--- BEGIN Provided records ---
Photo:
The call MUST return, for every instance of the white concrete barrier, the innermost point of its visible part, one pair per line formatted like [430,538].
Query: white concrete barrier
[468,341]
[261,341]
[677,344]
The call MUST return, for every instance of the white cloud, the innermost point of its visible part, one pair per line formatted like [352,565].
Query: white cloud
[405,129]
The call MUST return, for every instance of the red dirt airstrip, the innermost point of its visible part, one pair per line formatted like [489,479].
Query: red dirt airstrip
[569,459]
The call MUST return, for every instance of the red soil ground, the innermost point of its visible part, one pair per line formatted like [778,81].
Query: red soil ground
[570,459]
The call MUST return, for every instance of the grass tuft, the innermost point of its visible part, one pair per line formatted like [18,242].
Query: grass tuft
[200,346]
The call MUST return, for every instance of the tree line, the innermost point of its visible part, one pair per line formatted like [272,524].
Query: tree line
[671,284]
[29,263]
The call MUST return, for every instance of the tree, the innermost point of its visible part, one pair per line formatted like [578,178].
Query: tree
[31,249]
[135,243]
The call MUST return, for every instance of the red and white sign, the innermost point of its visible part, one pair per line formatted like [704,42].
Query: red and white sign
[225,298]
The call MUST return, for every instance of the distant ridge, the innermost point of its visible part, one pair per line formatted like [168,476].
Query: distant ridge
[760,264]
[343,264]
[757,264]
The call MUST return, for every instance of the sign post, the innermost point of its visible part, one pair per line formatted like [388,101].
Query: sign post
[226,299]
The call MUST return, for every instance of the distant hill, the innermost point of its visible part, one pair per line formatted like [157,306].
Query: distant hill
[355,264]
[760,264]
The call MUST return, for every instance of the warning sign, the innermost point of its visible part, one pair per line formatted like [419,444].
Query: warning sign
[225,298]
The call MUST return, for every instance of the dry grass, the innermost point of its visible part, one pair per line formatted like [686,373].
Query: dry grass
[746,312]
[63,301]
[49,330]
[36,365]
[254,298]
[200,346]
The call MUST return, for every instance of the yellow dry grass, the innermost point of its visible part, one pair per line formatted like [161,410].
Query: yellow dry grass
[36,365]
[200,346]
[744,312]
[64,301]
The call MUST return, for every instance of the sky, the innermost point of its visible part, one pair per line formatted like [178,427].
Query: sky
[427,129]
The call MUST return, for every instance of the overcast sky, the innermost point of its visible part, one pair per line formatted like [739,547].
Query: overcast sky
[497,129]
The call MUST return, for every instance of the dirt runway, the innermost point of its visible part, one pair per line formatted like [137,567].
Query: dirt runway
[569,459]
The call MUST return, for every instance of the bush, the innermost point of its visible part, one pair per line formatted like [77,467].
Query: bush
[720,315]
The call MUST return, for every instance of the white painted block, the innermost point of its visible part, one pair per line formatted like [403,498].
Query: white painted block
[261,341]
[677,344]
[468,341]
--- END Provided records ---
What the task requires: Reproduce all the items with "Query" swapped for "Label" and nothing else altered.

Output of the task:
Photo:
The call MUST return, for every instance of the white concrete barrier, the innermost point of its visible part, one pair per line formatted like [430,538].
Label: white concrete barrier
[468,341]
[261,341]
[677,344]
The call MUST return, for every instance of the white cloud, the innermost point of its visible part, one pair per line formatted like [352,565].
Label: white cloud
[405,129]
The call MUST return, for every instance of the red dirt airstrip, the innermost point of its visible part, one pair per line formatted like [489,479].
Label: red dirt airstrip
[569,459]
The call MUST return, for every instance of the red soil ground, the innermost point of its visible part, one pair per line formatted like [778,81].
Label: red soil ground
[570,459]
The call MUST return, for every instance of the grass tuft, the innermost point of its visible part, one pair per line formatted like [18,242].
Label: grass tuft
[200,346]
The call MUST return, for every instance of the tree line, the innermost point of its visible part, one pair per line formatted like [272,524].
Label: tree line
[671,284]
[29,263]
The call MUST return, for every instance of the tree, the innermost point of its visible part, one pair per line formatted like [578,178].
Label: tree
[31,249]
[135,243]
The call MUST return, for every instance of the red and white sign, the innermost point of its visible part, one pair per line formatted like [704,42].
Label: red and white sign
[225,298]
The call MUST return, for every instance of the distant ridge, the innermost point of its visible part, one pair per line formatted like [168,476].
Label: distant ridge
[760,264]
[343,264]
[757,264]
The call MUST return, for every instance of the sign post, the innermost point of its visible part, one pair per line formatted like [388,101].
Label: sign post
[226,299]
The call MUST return, for every instance of the distant hill, the innermost point of its visible part, one pair per line formatted like [157,306].
Label: distant hill
[355,264]
[760,264]
The call MUST return, for every instance of the warning sign, the innermost point of its visible part, one pair per line formatted like [419,444].
Label: warning sign
[225,298]
The call MUST return, for every instance of the dry grass, the innermost point of its visible part, one pair per line formatted like [686,373].
Label: dry grass
[746,312]
[63,301]
[49,330]
[36,365]
[254,298]
[200,346]
The call MUST return, for every instance of the yellow dry grass, the innermost point of its visible part, one pair per line formatted like [161,410].
Label: yellow dry grass
[36,365]
[200,346]
[744,312]
[64,301]
The call MUST return, for every instance of the sky, the innermost point of its visible part, one pair per line formatted like [178,427].
Label: sky
[427,129]
The call MUST return, for every instance of the overcast sky, the innermost point of its visible part, one pair per line formatted like [739,547].
Label: overcast sky
[497,129]
The call MUST return, for every instance of the dirt runway, the innermost point of its visible part, one pair per line formatted like [137,567].
Label: dirt runway
[569,459]
The call MUST return, for every instance of the bush, the innermost point of its visible part, one pair per line formatted like [77,467].
Label: bush
[720,315]
The call MUST return, for every instance of the white painted block, the innermost point of its visible part, one pair per line formatted like [403,498].
Label: white painted block
[261,341]
[677,344]
[468,341]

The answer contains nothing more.